ACTION ITEM » Every line with the string "reflection" should be copied from the data.

SUPPLIED INFORMATION »

--- START ---

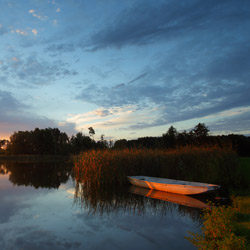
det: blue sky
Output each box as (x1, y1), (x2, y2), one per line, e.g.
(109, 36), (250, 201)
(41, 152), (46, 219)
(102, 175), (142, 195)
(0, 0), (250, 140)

--- END ---
--- START ---

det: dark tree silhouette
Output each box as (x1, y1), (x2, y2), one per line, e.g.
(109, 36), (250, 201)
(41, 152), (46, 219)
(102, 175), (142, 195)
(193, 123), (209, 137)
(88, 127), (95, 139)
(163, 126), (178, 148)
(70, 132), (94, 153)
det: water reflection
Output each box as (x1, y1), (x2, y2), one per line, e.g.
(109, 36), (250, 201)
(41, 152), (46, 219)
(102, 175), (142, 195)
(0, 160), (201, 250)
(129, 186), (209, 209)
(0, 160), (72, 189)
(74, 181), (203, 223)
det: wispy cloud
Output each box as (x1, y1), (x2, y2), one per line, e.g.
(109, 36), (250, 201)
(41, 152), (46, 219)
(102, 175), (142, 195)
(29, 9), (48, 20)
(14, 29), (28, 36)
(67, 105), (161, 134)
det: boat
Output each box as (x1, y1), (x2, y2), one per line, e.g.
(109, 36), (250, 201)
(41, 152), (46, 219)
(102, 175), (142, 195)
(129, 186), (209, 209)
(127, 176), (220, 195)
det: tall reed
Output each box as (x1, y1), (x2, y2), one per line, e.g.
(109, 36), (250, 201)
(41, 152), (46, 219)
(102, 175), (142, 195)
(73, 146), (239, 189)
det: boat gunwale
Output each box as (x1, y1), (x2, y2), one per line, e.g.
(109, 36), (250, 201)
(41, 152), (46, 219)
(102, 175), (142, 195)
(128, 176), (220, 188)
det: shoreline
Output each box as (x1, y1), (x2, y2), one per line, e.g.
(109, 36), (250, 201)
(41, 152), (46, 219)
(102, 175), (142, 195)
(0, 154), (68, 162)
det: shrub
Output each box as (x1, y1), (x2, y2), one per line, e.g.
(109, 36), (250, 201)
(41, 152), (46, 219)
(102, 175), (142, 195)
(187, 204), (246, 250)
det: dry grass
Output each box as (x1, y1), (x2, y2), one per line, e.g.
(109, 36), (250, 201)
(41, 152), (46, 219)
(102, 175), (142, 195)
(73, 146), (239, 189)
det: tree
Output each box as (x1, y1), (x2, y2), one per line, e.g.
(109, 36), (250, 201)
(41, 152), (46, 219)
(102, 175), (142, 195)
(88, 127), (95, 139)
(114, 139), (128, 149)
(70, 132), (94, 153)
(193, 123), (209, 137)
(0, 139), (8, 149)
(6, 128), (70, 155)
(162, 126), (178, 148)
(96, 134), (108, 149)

--- END ---
--- START ---

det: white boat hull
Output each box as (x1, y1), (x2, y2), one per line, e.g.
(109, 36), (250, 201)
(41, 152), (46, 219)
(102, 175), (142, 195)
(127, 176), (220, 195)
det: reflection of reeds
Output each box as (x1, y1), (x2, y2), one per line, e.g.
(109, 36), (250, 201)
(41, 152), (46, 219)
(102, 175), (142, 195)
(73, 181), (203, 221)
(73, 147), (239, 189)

--- END ---

EXERCISE ANSWER »
det: water reflection
det: reflection of reeds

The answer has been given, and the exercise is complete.